╭─ Data for this exercise

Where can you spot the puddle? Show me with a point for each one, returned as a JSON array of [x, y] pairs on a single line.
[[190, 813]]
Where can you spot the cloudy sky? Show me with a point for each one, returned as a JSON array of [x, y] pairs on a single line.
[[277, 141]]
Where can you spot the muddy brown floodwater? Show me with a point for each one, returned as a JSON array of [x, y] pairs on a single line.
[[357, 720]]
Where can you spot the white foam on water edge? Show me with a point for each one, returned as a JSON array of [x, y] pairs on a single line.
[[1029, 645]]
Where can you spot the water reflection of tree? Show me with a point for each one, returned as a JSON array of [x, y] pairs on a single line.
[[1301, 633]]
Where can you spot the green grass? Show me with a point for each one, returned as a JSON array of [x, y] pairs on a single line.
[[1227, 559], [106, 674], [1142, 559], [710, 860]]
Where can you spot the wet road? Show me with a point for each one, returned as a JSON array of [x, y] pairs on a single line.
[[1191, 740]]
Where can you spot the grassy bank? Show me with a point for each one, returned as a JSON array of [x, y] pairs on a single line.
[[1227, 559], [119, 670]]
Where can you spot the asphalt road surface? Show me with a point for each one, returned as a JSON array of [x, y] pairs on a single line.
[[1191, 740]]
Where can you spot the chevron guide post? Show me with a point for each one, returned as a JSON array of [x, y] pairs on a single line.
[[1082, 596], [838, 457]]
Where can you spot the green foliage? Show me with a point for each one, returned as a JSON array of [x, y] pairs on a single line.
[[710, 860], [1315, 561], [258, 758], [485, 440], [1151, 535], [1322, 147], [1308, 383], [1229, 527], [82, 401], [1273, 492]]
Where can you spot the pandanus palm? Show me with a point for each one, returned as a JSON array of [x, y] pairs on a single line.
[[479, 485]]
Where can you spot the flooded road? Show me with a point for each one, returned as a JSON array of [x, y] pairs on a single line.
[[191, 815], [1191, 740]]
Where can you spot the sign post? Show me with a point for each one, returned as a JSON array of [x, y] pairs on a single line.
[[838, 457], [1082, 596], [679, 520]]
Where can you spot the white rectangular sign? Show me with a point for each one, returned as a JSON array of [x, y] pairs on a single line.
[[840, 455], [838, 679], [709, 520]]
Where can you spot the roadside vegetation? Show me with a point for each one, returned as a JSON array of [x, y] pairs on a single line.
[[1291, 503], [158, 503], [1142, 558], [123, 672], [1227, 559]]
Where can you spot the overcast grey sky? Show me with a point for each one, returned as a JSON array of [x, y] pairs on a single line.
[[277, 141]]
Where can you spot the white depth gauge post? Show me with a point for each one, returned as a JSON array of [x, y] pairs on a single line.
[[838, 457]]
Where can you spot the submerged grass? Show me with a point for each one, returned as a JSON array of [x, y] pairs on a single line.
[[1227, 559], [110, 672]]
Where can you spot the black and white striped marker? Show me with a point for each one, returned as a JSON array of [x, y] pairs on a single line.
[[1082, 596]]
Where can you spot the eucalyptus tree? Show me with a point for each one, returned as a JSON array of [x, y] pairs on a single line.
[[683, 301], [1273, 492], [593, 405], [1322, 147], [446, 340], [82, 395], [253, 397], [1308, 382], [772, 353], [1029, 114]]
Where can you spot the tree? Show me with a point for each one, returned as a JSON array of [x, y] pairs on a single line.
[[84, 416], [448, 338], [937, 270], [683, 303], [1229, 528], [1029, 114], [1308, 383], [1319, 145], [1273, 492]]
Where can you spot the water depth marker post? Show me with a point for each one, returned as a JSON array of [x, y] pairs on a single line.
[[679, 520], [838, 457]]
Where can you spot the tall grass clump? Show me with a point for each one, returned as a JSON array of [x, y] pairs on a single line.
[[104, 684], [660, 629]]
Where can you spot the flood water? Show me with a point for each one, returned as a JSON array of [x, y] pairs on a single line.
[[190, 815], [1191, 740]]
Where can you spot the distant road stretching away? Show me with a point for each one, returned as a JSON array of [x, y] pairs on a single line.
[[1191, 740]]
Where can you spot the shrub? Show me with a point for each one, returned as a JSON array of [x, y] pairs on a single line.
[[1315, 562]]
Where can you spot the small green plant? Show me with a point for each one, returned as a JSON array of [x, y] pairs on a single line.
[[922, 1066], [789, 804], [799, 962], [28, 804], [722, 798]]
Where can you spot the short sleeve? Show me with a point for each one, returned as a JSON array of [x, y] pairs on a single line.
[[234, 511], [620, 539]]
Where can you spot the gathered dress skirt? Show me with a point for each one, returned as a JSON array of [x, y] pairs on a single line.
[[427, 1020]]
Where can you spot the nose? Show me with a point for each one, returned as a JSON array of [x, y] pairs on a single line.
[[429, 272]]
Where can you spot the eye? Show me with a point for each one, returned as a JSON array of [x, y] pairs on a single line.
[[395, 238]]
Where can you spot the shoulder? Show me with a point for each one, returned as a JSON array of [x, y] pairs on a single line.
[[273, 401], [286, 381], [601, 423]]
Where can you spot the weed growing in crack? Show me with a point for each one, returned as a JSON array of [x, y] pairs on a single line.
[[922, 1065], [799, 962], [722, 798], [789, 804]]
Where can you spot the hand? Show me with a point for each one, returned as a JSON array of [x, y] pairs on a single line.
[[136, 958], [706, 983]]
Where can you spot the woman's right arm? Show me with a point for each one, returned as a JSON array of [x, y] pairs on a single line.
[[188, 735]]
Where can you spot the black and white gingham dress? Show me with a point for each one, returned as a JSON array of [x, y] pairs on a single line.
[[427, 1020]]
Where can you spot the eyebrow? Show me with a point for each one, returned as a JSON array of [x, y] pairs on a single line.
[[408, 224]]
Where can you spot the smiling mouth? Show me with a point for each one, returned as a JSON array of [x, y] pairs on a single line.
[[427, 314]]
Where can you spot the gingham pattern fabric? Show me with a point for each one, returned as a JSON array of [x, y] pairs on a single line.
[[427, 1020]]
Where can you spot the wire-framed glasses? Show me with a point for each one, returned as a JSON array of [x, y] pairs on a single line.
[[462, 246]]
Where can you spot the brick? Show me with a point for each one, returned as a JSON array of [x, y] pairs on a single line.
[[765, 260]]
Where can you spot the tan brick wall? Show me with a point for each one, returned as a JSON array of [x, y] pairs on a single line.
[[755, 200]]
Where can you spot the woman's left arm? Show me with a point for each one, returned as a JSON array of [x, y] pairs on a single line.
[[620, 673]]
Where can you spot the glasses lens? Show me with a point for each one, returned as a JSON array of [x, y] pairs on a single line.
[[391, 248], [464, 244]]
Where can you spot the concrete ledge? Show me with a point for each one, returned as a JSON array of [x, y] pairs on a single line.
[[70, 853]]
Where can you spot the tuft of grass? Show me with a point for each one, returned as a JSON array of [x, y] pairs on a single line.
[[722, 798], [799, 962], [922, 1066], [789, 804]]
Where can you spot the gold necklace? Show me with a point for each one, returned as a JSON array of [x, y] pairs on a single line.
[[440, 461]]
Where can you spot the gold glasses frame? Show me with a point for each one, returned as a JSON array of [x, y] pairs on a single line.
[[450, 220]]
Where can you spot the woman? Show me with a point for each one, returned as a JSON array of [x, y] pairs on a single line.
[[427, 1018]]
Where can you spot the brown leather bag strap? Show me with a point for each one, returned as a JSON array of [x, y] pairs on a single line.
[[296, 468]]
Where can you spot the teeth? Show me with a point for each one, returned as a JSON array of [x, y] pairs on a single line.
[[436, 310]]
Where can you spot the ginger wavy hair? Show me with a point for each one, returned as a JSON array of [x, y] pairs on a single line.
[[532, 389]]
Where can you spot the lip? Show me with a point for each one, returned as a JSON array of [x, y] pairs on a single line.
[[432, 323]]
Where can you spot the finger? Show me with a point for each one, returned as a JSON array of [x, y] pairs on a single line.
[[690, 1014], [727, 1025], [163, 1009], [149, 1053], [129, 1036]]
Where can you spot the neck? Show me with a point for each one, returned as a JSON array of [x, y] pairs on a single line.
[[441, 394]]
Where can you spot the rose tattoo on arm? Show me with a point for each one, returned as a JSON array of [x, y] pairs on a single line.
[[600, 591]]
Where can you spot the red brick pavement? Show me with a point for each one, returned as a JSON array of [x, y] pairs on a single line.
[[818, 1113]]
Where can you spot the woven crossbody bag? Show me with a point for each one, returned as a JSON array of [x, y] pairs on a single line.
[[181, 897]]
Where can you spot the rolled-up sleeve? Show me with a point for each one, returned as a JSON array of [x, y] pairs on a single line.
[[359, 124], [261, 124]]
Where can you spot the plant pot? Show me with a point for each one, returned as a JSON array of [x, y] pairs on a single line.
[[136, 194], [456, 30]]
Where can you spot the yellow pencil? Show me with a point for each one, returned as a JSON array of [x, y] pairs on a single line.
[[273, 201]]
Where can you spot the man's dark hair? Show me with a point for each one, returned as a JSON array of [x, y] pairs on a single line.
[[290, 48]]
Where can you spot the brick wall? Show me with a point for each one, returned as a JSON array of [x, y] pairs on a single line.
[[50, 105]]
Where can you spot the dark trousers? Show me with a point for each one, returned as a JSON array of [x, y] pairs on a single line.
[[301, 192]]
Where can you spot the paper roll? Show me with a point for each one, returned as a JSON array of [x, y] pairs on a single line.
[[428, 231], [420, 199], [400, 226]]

╰─

Objective: Can you return, word for word, the rows starting at the very first one and ending at the line that contains "[[479, 485]]", with both of those lines included?

Written solution:
Where can you spot the puddle? Show me with a point for each one, returned as a JSON array of [x, y] pairs on a single line.
[[190, 813]]
Where can you spot the cloudy sky? Show me with a point for each one, returned as a JSON array of [x, y] pairs on a single line.
[[277, 141]]
Where can you spot the muddy brown floodwater? Show me with a point for each one, returned as a JSON array of [x, y] pairs on a single line.
[[357, 720]]
Where can you spot the white foam on water edge? Show me with a point for each one, returned as a JSON array of [x, y] pairs on a single line.
[[1029, 645]]
Where can you spot the water reflection of tree? Show me with a point for each one, returned as a JSON array of [x, y] pairs on a single line.
[[1301, 633]]
Where can you spot the green grass? Show me with a point for each one, returned as a JSON array of [x, y] pairs on a single line.
[[1227, 559], [106, 674], [1142, 559], [710, 860]]
Where can you spot the wet road? Show me with a point for each one, returned as a JSON array of [x, y] pairs on a single line.
[[1191, 740]]
Where can you spot the grassy bank? Show me with a point for each one, returned as a JSON array of [x, y] pairs on a single line.
[[1227, 559], [119, 670]]
Where can you spot the asphalt road surface? Show me with a point for each one, returned as a JSON array of [x, y] pairs on a single line.
[[1191, 740]]
Where can you spot the chevron guide post? Show me with a point for each one, returned as a JSON array of [x, y] pairs on a single line.
[[1082, 596], [838, 457]]
Where can you spot the green foliage? Show me with a point for each one, returned as a JSON array of [x, y] pairs on a single line.
[[710, 860], [1315, 561], [258, 758], [485, 440], [1151, 535], [1322, 147], [1308, 383], [1229, 527], [82, 401], [1273, 492]]
Where can you spot the pandanus palm? Show me with a point for each one, returned as a JSON array of [x, y] pairs on a single line.
[[479, 485]]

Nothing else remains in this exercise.